■ **TASK REQUIREMENTS**
Reproduce all of the lines below, requests included, and shift each coordinate in the answers by adding 123 to every number. Leave the numbers in the requests and in their format samples unchanged.

Dataset records on object locations
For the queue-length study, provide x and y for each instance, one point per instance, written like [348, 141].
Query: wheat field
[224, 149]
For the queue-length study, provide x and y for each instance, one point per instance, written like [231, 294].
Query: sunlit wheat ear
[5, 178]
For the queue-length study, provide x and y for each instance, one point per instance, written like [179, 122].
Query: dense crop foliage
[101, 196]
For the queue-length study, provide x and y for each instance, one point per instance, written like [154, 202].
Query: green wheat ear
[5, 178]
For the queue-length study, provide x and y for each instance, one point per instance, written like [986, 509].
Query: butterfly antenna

■ **SOLVED PROBLEM**
For the queue-length study, provide x and y for each instance, one point per instance, written like [348, 141].
Query: wheat field
[347, 272]
For the queue-length study, provide x and y for each instance, one point per instance, written like [231, 294].
Query: sunlit wheat ear
[128, 301]
For the queue-length study, provide x and y for each instance, one point per instance, written like [179, 122].
Query: dense crop foliage
[224, 319]
For the queue-length study, provide x and y for each instance, one point per instance, written like [154, 202].
Query: green wheat ear
[128, 301]
For the queue-length study, provide x and y for each instance, one point per instance, written like [986, 509].
Query: butterfly antenna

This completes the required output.